SUPPLIED RECORDS:

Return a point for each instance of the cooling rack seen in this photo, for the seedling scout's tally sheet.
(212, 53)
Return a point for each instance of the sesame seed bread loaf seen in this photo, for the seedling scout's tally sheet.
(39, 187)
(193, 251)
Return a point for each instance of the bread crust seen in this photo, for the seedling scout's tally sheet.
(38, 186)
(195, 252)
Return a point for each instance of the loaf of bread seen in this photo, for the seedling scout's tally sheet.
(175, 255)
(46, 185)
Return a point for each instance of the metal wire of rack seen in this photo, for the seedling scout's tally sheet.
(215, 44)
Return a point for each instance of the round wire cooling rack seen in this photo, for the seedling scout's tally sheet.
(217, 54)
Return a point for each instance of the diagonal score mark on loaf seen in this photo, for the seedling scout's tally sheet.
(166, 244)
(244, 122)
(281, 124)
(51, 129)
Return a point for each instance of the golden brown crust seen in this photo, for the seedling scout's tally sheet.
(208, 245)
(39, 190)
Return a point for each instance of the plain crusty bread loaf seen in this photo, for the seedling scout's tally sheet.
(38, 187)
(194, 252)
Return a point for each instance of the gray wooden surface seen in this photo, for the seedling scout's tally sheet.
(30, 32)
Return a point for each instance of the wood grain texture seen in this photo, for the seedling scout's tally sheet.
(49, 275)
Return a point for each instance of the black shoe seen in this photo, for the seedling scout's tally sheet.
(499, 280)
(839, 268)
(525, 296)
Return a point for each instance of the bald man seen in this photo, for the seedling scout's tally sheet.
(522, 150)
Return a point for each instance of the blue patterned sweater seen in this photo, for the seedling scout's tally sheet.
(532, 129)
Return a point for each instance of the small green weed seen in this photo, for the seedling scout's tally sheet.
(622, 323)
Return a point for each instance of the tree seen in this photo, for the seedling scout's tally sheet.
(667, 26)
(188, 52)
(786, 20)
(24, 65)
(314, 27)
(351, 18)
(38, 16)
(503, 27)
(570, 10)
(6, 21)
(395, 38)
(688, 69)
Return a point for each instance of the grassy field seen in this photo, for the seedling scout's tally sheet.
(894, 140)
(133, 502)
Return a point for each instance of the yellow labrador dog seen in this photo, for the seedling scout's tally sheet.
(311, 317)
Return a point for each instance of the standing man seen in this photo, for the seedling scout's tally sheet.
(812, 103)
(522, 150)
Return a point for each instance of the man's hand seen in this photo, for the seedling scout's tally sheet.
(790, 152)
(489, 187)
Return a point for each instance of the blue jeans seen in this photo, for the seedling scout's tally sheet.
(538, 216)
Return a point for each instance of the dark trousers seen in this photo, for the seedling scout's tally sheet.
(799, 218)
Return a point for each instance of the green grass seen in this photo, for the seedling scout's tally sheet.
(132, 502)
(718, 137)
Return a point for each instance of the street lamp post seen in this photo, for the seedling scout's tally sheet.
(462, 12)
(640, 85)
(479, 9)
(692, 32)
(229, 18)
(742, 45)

EXERCISE AIM:
Output the full listing exactly as given.

REPLY TO THE EXERCISE:
Return a point for each instance of the cooling rack seen in this photo, for the seedling scout's tally sheet.
(212, 53)
Return a point for each instance of the sesame seed bread loaf seen in this photo, for the seedling scout's tally sheet.
(39, 187)
(193, 251)
Return a point for each instance of the bread crust seen in this photo, for the seedling scout's tally sheet.
(38, 186)
(195, 252)
Return a point for each instance of the loaf of bread seen in this photo, for the seedling scout's tally sheet.
(175, 255)
(46, 185)
Return a point for each instance of the metal wire of rack seen in this photo, for the seedling scout's tally sheet.
(215, 44)
Return a point for each instance of the round wire cooling rack seen in this photo, for the seedling scout's tally sheet.
(217, 54)
Return a point for each instance of the diagonal score mark on loaf seen in this photo, for the seedling scout's tally sheet.
(166, 244)
(244, 122)
(281, 124)
(51, 129)
Return a point for each instance of the golden brown crust seen in this photo, for the seedling scout's tally sheet.
(208, 245)
(39, 190)
Return a point for each instance of the plain crusty bread loaf seen in this photo, for the seedling scout's tally sheet.
(38, 187)
(194, 252)
Return a point for each instance of the gray wooden surface seen in this photo, for the seedling scout's tally sheet.
(30, 32)
Return a point for each instance of the wood grain texture seen in this photo, for the seedling scout's tally sheet.
(49, 275)
Return a point for each instance of the black shoe seen in this photo, for the seedling scout's tally sheet.
(499, 280)
(839, 268)
(525, 296)
Return a point for each instance of the bald man seen in this photo, for the seedling scout's tally sheet.
(522, 150)
Return a point for each instance of the blue patterned sweater seen in this photo, for the seedling scout's tally sheet.
(532, 129)
Return a point for each instance of the small green weed seen in this photo, for the seedling scout's tally sheet.
(622, 323)
Return a point for each instance of the tree seen in this photo, for the seedling scout's tally sheet.
(667, 26)
(188, 52)
(786, 20)
(24, 65)
(314, 27)
(351, 18)
(38, 16)
(503, 27)
(570, 10)
(6, 21)
(395, 38)
(688, 69)
Return a point for each instance of the grassy field seen in this photo, for the seedling scout's tally sheet.
(894, 140)
(133, 502)
Return a point for each instance of the yellow labrador dog seen in this photo, for the seedling scout's tally sheet.
(311, 317)
Return a point for each instance of the standing man seen in this photo, for the seedling scout's tally sheet.
(812, 103)
(522, 150)
Return a point for each instance of the man's hand seen in this photo, for the seedling scout's tally sheet.
(790, 152)
(489, 187)
Return a point for each instance of the blue jeans seen in this photo, for the seedling scout's tally sheet.
(538, 216)
Return a point for each instance of the dark trousers seen in this photo, for the seedling scout's tally sheet.
(799, 218)
Return a point for each instance of the green grass seen in this photo, for the seedling scout's tally sheet.
(132, 502)
(718, 137)
Return a point for each instance of the street lamp post seen in this photo, for the seedling scout's tally sheet.
(462, 12)
(640, 85)
(479, 9)
(692, 32)
(229, 18)
(742, 45)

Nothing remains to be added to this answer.